_WHAT YOU NEED TO DO_: Identify every line in the listing below that contains the string "reflection", and copy each of those lines.

_INPUT FOR THIS TASK_:
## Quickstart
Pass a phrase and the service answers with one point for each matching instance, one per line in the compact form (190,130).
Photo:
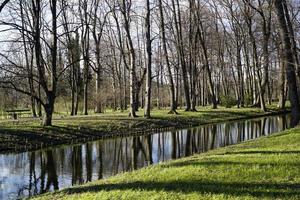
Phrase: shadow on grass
(201,187)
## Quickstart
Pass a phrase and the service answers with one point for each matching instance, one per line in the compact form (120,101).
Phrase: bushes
(227,101)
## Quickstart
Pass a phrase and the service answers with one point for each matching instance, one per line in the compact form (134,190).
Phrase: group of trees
(122,53)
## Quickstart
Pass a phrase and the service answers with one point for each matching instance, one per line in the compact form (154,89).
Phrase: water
(31,173)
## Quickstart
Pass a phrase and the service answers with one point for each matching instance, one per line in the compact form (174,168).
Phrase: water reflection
(32,173)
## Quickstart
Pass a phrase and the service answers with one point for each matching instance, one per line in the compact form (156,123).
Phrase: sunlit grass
(266,168)
(28,133)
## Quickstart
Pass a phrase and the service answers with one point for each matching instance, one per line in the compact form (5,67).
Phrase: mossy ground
(266,168)
(28,134)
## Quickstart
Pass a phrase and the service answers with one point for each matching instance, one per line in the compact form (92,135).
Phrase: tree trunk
(289,60)
(149,62)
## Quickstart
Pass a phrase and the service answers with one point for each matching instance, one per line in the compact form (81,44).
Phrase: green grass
(28,134)
(266,168)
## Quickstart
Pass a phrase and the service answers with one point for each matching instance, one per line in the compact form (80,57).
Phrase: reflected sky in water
(32,173)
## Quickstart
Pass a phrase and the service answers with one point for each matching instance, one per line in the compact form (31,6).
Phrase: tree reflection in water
(48,170)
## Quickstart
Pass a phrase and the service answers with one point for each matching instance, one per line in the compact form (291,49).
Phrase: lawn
(28,134)
(265,168)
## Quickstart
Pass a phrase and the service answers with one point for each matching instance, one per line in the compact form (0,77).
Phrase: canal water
(31,173)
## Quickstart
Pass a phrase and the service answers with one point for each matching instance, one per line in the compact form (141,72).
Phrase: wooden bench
(17,112)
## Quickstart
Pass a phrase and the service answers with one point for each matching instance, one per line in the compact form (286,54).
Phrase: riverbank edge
(256,146)
(84,134)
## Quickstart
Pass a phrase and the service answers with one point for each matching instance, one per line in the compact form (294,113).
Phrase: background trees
(109,54)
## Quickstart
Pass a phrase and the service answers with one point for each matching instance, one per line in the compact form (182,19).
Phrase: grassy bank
(28,134)
(266,168)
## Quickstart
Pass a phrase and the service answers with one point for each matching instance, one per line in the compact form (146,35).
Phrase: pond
(31,173)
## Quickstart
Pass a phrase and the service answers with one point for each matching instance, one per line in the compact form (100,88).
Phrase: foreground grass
(266,168)
(28,134)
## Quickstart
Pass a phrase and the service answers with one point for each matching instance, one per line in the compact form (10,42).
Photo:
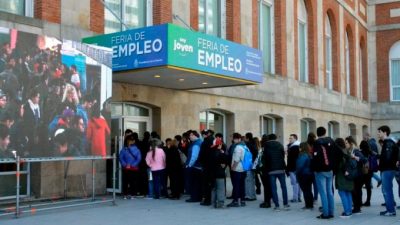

_RESULT OF THE EXERCISE_:
Phrase: water reflection
Phrase: tree reflection in water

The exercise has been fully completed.